(Datensätze zur Positionsbestimmung)
----
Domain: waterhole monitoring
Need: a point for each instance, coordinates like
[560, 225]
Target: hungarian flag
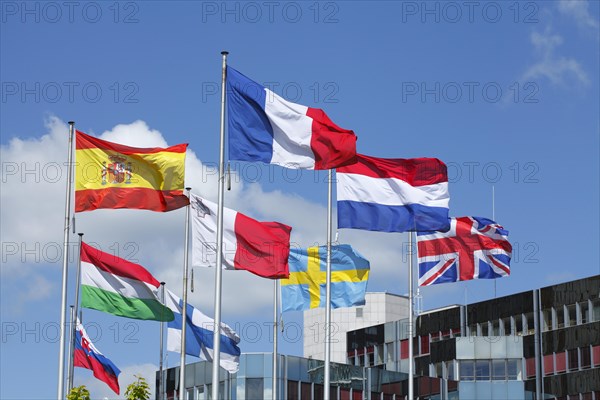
[86, 355]
[110, 175]
[262, 248]
[117, 286]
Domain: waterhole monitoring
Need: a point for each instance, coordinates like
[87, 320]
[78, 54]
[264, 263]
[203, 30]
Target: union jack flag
[473, 248]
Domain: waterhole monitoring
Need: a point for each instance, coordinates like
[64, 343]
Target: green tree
[79, 393]
[138, 390]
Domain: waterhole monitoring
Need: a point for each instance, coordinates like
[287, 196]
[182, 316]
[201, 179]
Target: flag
[305, 289]
[86, 355]
[473, 248]
[259, 247]
[117, 286]
[199, 335]
[393, 194]
[110, 175]
[265, 127]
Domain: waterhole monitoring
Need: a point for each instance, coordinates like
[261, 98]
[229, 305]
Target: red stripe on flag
[332, 146]
[84, 141]
[137, 198]
[414, 171]
[115, 265]
[263, 248]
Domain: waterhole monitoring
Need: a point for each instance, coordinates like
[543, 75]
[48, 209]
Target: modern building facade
[378, 309]
[539, 344]
[544, 342]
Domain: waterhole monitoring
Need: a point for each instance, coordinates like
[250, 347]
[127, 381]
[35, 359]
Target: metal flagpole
[184, 301]
[275, 325]
[160, 359]
[410, 319]
[60, 393]
[73, 321]
[218, 272]
[326, 377]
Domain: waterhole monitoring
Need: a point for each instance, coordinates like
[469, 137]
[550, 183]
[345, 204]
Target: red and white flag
[262, 248]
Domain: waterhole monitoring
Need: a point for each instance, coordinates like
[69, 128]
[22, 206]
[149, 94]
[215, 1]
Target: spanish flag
[110, 175]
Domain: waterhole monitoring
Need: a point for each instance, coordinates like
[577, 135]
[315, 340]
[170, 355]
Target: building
[379, 308]
[544, 341]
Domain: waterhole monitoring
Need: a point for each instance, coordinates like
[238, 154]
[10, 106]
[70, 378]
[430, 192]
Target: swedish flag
[305, 287]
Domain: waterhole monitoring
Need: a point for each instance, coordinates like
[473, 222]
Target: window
[467, 370]
[585, 312]
[498, 370]
[512, 369]
[586, 357]
[596, 309]
[482, 370]
[450, 370]
[572, 313]
[573, 359]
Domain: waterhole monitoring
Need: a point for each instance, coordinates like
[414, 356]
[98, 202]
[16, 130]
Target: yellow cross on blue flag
[305, 288]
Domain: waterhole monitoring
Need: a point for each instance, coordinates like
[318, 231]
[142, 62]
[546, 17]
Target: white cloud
[579, 11]
[551, 66]
[33, 215]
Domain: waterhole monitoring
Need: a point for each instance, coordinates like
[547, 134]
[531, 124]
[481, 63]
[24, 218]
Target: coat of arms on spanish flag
[111, 175]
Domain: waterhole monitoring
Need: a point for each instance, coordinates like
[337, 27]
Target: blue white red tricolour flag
[86, 355]
[473, 248]
[393, 195]
[265, 127]
[199, 335]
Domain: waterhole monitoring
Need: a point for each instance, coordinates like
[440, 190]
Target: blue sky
[505, 93]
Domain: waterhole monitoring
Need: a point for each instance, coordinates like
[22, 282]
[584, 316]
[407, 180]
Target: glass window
[467, 370]
[572, 313]
[560, 317]
[596, 309]
[482, 370]
[585, 312]
[512, 369]
[498, 370]
[292, 390]
[450, 370]
[586, 357]
[573, 359]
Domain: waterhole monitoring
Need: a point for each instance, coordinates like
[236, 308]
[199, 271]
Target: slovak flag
[393, 194]
[265, 127]
[473, 248]
[259, 247]
[86, 355]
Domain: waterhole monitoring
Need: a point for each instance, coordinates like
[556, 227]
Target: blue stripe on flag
[384, 218]
[250, 132]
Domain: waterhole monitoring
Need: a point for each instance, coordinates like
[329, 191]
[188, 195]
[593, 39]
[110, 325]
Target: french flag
[262, 248]
[86, 355]
[393, 195]
[265, 127]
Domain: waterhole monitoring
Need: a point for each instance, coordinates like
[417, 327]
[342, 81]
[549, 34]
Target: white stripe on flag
[390, 191]
[126, 287]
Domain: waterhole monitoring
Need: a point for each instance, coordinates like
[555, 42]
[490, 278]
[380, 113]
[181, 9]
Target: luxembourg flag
[265, 127]
[262, 248]
[393, 195]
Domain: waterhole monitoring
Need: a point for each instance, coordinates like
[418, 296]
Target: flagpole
[73, 322]
[63, 303]
[184, 301]
[218, 272]
[326, 376]
[410, 319]
[275, 325]
[160, 359]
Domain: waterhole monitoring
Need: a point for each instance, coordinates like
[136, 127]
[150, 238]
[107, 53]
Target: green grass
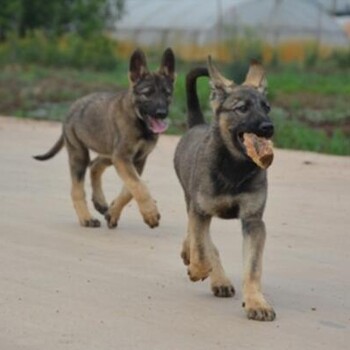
[301, 101]
[294, 81]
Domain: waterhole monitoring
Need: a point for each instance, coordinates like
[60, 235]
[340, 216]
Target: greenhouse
[196, 26]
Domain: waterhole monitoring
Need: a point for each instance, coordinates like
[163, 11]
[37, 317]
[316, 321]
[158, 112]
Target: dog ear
[167, 65]
[256, 77]
[137, 66]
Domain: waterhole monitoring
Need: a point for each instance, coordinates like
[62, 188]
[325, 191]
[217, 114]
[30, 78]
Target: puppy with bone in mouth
[222, 169]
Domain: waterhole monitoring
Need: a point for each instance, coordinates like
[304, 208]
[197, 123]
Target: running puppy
[220, 179]
[122, 128]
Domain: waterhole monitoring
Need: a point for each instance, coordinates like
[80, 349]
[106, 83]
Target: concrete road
[67, 287]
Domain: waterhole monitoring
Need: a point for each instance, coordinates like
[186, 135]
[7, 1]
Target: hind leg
[97, 167]
[113, 214]
[78, 163]
[220, 284]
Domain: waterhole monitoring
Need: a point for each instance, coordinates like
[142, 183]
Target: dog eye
[265, 107]
[242, 108]
[147, 91]
[166, 91]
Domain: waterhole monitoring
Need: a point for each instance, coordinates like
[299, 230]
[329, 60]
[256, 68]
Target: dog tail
[53, 151]
[194, 112]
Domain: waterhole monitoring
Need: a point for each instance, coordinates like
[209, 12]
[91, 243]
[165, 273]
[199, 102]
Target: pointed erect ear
[137, 66]
[256, 77]
[167, 65]
[217, 80]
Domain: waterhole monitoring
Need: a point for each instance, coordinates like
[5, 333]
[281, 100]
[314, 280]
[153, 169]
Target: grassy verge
[311, 111]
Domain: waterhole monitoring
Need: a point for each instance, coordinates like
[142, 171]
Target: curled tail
[194, 112]
[53, 151]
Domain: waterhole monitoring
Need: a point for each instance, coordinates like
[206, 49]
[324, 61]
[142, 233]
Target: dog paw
[150, 215]
[259, 311]
[91, 223]
[198, 272]
[101, 208]
[111, 220]
[185, 257]
[223, 291]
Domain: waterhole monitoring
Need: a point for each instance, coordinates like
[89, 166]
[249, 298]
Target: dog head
[240, 109]
[152, 91]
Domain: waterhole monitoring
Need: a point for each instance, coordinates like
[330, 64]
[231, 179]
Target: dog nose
[161, 113]
[266, 129]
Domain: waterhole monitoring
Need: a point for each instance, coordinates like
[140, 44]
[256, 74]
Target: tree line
[56, 17]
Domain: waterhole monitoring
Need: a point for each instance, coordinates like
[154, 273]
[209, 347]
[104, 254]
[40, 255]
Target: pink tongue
[157, 125]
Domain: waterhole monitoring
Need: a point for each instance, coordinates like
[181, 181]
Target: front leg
[136, 188]
[197, 247]
[113, 214]
[256, 307]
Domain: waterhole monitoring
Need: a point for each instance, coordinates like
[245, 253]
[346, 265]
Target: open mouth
[156, 125]
[259, 149]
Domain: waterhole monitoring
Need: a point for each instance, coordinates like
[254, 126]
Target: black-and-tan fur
[220, 180]
[121, 128]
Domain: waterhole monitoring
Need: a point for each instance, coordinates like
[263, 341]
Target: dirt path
[67, 287]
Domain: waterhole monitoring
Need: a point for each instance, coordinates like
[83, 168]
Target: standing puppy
[122, 128]
[220, 179]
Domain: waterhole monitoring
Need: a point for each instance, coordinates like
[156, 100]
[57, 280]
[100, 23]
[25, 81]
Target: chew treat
[259, 150]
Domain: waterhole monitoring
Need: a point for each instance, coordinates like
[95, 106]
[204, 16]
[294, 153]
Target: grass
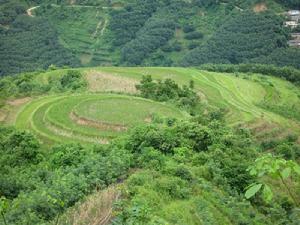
[267, 105]
[100, 116]
[129, 112]
[80, 29]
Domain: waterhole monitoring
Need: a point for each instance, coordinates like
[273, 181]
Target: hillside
[164, 148]
[149, 112]
[142, 32]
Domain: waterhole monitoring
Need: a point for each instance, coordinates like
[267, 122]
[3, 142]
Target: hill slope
[142, 32]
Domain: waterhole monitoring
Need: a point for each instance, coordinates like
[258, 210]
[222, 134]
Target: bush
[193, 35]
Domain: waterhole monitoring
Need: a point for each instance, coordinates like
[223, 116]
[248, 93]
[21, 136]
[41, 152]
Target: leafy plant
[3, 208]
[275, 168]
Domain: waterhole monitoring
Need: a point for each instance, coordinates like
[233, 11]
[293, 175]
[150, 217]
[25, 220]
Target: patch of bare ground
[18, 101]
[260, 7]
[96, 209]
[97, 124]
[70, 134]
[104, 82]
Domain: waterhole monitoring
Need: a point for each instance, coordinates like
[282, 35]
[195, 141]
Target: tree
[278, 169]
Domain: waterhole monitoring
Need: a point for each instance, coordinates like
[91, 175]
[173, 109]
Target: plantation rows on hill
[142, 32]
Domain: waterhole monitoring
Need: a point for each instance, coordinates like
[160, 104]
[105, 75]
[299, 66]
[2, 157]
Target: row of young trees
[243, 38]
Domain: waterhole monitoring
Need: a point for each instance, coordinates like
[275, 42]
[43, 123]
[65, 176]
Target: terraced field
[89, 118]
[80, 29]
[255, 101]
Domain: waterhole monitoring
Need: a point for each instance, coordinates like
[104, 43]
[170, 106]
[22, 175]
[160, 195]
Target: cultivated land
[256, 101]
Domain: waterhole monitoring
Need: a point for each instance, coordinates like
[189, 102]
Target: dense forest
[142, 32]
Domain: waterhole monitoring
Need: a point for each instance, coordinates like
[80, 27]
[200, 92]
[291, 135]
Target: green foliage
[65, 175]
[72, 80]
[288, 73]
[35, 44]
[241, 39]
[168, 90]
[277, 169]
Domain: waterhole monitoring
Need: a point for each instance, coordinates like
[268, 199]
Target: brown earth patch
[97, 124]
[103, 82]
[19, 101]
[260, 7]
[70, 134]
[97, 209]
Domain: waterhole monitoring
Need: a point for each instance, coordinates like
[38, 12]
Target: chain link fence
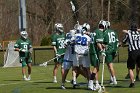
[43, 54]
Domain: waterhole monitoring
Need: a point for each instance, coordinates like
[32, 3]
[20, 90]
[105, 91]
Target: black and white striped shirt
[133, 39]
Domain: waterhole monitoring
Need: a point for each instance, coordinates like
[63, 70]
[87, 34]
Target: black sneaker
[131, 85]
[127, 76]
[137, 78]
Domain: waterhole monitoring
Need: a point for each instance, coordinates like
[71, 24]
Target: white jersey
[82, 43]
[69, 49]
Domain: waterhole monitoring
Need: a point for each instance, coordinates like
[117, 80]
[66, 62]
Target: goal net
[11, 57]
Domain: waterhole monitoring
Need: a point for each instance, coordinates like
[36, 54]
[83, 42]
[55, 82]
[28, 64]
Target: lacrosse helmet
[59, 27]
[107, 24]
[78, 28]
[72, 32]
[86, 26]
[133, 27]
[24, 34]
[102, 24]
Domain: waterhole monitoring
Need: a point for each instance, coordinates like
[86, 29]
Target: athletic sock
[54, 77]
[97, 82]
[92, 76]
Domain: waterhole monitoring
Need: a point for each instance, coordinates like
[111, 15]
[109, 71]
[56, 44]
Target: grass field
[11, 81]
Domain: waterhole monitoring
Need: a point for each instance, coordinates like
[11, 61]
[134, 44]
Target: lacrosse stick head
[101, 89]
[43, 64]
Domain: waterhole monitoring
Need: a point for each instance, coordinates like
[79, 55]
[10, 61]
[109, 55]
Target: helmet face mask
[107, 24]
[102, 24]
[86, 26]
[24, 34]
[78, 28]
[72, 32]
[59, 27]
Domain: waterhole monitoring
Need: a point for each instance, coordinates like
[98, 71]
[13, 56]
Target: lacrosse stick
[102, 88]
[45, 63]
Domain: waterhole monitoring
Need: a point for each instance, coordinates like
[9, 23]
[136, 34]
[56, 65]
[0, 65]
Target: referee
[133, 38]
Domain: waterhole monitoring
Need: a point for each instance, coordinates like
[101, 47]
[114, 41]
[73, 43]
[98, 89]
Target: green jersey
[92, 44]
[23, 44]
[98, 38]
[111, 40]
[58, 42]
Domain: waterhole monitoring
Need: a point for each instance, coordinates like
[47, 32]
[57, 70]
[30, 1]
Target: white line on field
[20, 82]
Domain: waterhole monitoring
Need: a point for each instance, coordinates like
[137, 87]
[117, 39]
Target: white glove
[22, 50]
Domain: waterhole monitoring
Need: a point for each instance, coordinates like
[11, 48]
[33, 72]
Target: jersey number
[61, 42]
[112, 38]
[25, 47]
[81, 40]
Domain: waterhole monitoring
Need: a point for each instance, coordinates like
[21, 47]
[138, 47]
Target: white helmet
[102, 24]
[72, 32]
[86, 26]
[59, 27]
[24, 34]
[78, 28]
[107, 24]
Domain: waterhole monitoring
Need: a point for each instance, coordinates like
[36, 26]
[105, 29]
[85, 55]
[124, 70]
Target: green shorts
[94, 60]
[24, 61]
[59, 59]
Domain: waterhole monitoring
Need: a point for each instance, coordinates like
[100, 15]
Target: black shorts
[133, 59]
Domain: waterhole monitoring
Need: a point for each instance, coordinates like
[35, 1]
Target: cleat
[25, 79]
[127, 76]
[54, 81]
[67, 81]
[63, 87]
[97, 86]
[131, 85]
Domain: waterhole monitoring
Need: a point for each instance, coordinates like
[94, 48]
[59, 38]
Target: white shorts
[67, 64]
[81, 60]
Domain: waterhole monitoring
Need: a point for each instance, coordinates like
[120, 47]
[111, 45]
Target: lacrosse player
[68, 57]
[81, 55]
[24, 46]
[96, 49]
[58, 39]
[111, 47]
[133, 38]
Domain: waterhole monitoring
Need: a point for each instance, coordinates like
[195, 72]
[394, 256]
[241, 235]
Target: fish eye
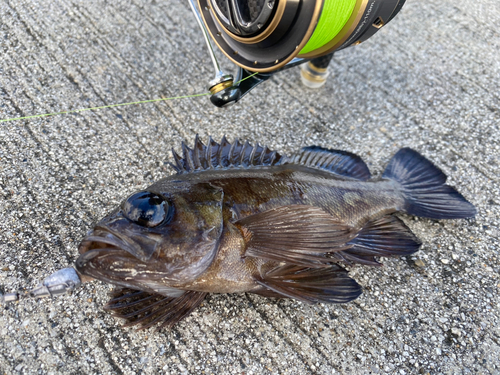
[146, 209]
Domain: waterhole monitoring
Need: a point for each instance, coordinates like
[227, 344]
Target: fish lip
[102, 238]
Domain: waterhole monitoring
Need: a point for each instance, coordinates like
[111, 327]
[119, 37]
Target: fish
[242, 218]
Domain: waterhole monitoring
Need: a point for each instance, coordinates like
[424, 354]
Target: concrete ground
[429, 80]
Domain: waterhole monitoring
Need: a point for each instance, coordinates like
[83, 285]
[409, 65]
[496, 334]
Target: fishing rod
[264, 37]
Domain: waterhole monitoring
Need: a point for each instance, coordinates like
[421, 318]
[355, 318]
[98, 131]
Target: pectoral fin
[296, 234]
[312, 285]
[383, 237]
[147, 309]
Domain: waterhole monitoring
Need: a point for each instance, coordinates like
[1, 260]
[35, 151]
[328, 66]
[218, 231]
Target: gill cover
[157, 239]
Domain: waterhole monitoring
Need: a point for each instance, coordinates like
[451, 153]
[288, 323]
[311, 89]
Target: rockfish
[240, 218]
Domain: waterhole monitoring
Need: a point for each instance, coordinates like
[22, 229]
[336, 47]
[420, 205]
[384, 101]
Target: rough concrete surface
[429, 80]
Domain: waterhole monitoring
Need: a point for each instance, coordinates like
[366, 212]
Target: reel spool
[264, 35]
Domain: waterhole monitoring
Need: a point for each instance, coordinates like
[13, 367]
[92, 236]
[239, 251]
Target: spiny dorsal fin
[223, 155]
[339, 162]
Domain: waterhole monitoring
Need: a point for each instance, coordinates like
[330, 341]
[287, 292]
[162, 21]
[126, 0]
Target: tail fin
[423, 185]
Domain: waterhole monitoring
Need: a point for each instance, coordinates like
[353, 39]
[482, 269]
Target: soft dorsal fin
[339, 162]
[223, 155]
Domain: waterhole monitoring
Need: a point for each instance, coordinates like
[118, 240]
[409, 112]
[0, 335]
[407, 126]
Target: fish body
[238, 218]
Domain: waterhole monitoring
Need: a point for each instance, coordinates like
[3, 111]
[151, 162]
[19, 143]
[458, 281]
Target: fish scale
[242, 218]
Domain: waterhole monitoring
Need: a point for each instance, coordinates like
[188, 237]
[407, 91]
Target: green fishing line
[333, 17]
[117, 105]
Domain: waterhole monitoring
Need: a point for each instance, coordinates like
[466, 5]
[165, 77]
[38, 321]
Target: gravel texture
[429, 80]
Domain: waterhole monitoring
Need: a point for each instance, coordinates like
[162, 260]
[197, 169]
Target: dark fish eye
[146, 209]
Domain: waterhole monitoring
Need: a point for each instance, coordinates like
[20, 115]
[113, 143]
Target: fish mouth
[104, 239]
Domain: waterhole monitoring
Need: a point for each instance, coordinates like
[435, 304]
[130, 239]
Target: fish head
[161, 237]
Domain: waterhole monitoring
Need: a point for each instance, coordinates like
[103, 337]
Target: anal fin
[387, 236]
[148, 309]
[312, 285]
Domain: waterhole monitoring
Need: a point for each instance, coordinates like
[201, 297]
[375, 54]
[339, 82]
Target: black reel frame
[276, 48]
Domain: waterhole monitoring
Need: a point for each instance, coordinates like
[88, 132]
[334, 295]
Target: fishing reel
[263, 37]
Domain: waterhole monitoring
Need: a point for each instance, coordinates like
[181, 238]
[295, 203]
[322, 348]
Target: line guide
[116, 105]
----
• ZU LÖSENDE AUFGABE:
Sammle aus den Datensätzen oben jede Zeile, die die Zeichenfolge „shorts“ enthält. Achte dabei auf Groß- und Kleinschreibung.

• LÖSUNG DER AUFGABE:
Target: green shorts
Target: black shorts
Target: white shorts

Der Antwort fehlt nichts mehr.